- _Aim_:
Repeat exactly, and only, the lines from the one holding "Expected output, for every instance of the tree, the" through the last line of the records below.

>>>>>

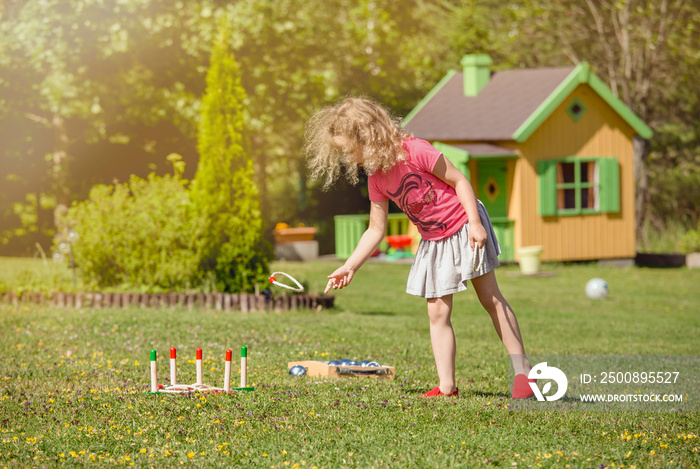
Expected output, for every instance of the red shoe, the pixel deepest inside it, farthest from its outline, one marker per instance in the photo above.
(436, 392)
(521, 387)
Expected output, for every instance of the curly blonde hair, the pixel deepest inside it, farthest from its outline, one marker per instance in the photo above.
(355, 132)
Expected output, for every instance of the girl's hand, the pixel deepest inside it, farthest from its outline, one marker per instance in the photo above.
(339, 279)
(477, 235)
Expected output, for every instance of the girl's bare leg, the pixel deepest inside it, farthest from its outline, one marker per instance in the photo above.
(503, 318)
(442, 338)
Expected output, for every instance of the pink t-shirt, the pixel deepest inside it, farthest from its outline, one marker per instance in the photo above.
(430, 203)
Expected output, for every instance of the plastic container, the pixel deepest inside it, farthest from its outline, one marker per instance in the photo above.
(530, 259)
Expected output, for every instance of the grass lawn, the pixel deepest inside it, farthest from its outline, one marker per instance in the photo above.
(72, 382)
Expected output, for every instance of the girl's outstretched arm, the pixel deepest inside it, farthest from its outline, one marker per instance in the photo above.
(369, 242)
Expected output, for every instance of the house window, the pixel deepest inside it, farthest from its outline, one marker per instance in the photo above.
(579, 186)
(576, 109)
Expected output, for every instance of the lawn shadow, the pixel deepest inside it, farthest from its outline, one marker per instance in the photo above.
(375, 313)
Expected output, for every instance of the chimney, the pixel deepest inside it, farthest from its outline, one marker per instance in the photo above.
(477, 72)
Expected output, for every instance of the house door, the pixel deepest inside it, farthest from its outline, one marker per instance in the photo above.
(492, 193)
(492, 187)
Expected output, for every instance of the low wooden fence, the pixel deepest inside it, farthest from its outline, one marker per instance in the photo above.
(242, 302)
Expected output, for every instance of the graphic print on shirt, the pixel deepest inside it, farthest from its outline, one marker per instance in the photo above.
(413, 187)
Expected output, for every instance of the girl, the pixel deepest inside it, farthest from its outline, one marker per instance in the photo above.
(440, 201)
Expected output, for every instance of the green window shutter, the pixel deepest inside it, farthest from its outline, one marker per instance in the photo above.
(547, 170)
(609, 176)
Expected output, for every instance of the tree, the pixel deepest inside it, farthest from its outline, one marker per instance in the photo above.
(91, 91)
(224, 189)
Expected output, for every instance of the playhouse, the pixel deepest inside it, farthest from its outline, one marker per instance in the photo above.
(548, 151)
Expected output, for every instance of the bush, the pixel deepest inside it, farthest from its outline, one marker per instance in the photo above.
(141, 235)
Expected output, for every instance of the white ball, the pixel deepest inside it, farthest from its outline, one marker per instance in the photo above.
(597, 289)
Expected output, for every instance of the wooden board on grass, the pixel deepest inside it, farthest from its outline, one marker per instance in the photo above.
(324, 370)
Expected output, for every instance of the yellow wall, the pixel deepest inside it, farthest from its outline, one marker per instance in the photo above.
(600, 132)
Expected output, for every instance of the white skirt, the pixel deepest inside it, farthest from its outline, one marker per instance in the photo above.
(442, 267)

<<<<<

- _Response_:
Expected output, for every instance of the tree, the pixel deepest inside it, farthest from its outline, one marker per instance in the photo above.
(91, 91)
(224, 189)
Expected output, for every instance of the playhouse, the pixel deepest inside it, farthest from its outline, one marker per instance in the photo above.
(548, 151)
Expected output, for every instance of the bush, the pixel deepest inside it, farthest from its outline, one marker per instance in the photo above.
(141, 235)
Expected output, for every instance of the white ball, the pixel deepest inside it, farthest from its outline, one marker per instance in the photo above.
(597, 289)
Expected output, for every instance of the wooden board on grass, the pixel deepest inside it, farthest from its outline, one marker per instance in the photo above.
(324, 370)
Expected output, for every instance of the yellow wall, the pixel deepest inside it, farthest from its outline, one marker per instance in the photo above.
(600, 132)
Expected output, for every instance of the white skirt, the pixel deepest inside it, farthest from its outline, one marker per instance in the photo above.
(442, 267)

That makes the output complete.